_WORK TO COMPLETE_
Please reproduce word for word the data from the line containing "Where can the bird's eye" to the line containing "<point>172,111</point>", including both of those lines.

_EXCERPTED RECORDS_

□ □ □ □ □

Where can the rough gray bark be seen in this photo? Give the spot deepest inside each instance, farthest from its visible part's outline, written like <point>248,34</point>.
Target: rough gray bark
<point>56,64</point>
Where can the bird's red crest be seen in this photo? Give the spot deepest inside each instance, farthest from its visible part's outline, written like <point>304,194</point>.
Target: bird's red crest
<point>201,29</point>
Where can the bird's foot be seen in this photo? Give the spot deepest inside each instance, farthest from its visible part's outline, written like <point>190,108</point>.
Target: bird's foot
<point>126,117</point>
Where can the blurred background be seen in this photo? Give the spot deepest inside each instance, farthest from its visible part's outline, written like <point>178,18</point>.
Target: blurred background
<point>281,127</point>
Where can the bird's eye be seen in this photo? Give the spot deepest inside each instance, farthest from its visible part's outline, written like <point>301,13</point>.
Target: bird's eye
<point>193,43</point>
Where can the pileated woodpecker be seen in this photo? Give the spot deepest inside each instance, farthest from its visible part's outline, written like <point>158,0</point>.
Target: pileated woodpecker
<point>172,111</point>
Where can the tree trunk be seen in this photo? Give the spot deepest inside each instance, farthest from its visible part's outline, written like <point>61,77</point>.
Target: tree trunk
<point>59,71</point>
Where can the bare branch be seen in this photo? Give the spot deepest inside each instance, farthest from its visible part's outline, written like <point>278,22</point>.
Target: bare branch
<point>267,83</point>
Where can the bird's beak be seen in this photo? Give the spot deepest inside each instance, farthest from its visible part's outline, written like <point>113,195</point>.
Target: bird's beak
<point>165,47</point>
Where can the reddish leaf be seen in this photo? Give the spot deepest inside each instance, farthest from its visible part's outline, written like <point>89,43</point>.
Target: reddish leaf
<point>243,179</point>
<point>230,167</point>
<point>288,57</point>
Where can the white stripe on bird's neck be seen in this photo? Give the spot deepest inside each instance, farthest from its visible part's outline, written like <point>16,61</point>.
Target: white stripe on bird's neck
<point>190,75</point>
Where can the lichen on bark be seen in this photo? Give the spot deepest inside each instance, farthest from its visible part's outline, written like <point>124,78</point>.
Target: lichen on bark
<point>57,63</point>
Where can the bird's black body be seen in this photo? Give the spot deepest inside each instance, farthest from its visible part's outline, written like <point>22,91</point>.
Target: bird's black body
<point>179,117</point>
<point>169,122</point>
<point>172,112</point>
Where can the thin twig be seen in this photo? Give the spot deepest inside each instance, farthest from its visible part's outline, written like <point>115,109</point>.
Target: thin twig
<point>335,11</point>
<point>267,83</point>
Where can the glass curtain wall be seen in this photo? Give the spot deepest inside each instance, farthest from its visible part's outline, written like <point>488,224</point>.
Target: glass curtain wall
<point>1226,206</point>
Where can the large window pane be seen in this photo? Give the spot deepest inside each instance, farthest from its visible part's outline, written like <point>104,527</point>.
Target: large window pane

□ □ □ □ □

_FINISHED ANSWER_
Where can the bird's eye be seen in this photo? Give the spot deepest inside each instance, farthest from its visible part's outline, written like <point>301,13</point>.
Target: bird's eye
<point>193,43</point>
Where can the pileated woodpecker be seen in this photo? Give the spot deepest inside each instance, farthest from its visible part's outline, written like <point>158,0</point>.
Target: pileated woodpecker
<point>172,111</point>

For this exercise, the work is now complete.